- [SUPPLIED ENTRIES]
BEGIN

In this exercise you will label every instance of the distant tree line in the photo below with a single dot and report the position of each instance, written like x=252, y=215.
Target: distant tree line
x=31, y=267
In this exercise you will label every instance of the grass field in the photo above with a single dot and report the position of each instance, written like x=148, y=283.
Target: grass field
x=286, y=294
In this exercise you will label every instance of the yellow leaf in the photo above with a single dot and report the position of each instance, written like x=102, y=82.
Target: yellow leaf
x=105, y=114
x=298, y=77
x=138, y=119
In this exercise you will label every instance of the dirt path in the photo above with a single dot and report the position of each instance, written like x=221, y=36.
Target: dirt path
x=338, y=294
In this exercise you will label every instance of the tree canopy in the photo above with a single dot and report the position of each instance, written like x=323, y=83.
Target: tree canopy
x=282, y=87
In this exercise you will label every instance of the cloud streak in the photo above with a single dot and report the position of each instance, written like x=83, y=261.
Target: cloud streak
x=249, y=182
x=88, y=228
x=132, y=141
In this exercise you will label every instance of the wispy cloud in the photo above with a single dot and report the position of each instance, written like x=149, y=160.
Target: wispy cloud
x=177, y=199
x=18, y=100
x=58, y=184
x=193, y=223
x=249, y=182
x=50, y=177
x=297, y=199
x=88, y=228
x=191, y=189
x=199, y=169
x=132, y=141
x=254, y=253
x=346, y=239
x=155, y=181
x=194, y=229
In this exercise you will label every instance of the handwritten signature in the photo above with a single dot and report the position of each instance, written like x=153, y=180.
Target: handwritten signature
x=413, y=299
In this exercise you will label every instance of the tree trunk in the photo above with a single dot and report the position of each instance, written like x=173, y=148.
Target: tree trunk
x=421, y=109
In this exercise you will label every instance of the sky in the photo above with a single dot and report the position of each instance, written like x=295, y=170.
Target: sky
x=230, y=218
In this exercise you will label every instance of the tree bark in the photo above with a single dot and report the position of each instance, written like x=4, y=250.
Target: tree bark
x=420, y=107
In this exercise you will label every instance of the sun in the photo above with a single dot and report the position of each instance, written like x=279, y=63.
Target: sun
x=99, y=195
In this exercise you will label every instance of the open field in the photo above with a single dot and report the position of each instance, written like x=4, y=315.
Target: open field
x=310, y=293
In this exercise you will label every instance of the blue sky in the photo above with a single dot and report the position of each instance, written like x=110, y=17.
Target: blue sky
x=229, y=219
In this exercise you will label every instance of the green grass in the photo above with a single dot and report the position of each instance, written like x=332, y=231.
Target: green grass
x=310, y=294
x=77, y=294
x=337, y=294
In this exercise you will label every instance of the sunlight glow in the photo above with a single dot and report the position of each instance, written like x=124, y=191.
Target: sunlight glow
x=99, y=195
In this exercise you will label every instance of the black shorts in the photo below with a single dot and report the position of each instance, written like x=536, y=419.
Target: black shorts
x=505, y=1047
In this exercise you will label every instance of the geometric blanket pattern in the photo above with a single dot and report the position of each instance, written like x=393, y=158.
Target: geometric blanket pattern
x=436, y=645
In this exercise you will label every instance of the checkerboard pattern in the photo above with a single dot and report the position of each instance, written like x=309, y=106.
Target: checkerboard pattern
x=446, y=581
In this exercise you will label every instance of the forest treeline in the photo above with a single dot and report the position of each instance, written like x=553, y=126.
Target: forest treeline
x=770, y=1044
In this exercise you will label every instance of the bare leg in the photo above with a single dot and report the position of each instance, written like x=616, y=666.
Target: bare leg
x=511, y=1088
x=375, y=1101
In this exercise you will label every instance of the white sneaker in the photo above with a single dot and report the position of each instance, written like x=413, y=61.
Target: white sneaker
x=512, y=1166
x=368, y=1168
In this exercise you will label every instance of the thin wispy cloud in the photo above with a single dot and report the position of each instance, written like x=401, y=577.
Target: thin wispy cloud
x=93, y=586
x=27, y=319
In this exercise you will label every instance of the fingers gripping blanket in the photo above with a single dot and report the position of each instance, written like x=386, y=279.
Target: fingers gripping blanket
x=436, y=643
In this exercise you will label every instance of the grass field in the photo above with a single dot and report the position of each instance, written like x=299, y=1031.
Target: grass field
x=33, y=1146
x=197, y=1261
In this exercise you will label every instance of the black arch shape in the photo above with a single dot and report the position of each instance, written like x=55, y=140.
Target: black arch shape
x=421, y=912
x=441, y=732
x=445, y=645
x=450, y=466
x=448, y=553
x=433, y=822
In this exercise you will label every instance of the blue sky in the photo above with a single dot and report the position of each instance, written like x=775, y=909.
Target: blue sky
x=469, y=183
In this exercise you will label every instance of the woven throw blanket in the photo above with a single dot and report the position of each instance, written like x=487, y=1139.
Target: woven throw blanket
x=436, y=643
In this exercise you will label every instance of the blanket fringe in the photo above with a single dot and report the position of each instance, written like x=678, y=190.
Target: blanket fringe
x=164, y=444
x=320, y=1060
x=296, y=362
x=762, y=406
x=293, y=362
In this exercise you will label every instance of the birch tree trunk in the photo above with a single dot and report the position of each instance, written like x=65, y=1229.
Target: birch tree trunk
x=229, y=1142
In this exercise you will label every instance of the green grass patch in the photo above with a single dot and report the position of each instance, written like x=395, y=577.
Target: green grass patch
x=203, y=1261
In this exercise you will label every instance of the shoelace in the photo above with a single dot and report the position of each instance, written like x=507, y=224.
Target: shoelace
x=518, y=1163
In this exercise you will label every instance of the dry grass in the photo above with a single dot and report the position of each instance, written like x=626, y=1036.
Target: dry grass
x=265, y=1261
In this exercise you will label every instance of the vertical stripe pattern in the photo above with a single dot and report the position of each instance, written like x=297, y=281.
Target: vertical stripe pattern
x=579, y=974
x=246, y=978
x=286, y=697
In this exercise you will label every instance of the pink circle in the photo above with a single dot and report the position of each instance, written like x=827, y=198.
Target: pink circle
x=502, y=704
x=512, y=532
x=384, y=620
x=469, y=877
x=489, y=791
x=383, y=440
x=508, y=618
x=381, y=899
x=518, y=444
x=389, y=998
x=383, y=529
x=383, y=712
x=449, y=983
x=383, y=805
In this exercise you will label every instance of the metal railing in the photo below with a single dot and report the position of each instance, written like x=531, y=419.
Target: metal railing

END

- [EXERCISE OBJECTIVE] Which lines of the data above contain "metal"? Copy each one.

- [SOLUTION TO THIS PROBLEM]
In this exercise you will label every instance of the metal railing in the photo below with a single dot and report the position of each instance, written like x=531, y=419.
Target: metal railing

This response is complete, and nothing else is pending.